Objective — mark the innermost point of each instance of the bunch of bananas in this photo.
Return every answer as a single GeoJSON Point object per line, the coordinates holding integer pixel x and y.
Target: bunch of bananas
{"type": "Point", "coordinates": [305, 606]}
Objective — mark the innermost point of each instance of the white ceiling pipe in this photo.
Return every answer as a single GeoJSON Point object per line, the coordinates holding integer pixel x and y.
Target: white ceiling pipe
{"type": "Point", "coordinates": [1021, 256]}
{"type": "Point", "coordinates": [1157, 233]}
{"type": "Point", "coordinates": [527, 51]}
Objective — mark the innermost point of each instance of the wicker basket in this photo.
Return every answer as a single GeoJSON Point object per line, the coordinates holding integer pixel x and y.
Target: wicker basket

________________

◆ **What is asked**: Write out the rows again, starting with the line containing "basket in this photo." and going on through the last row, with "wicker" switched to "straw" and nothing else changed.

◆ **Exercise output**:
Objective — mark the innermost point of each instance of the straw basket in this photo.
Return every answer as a single GeoJSON Point object per line, the coordinates holding integer pixel x and y.
Target: straw basket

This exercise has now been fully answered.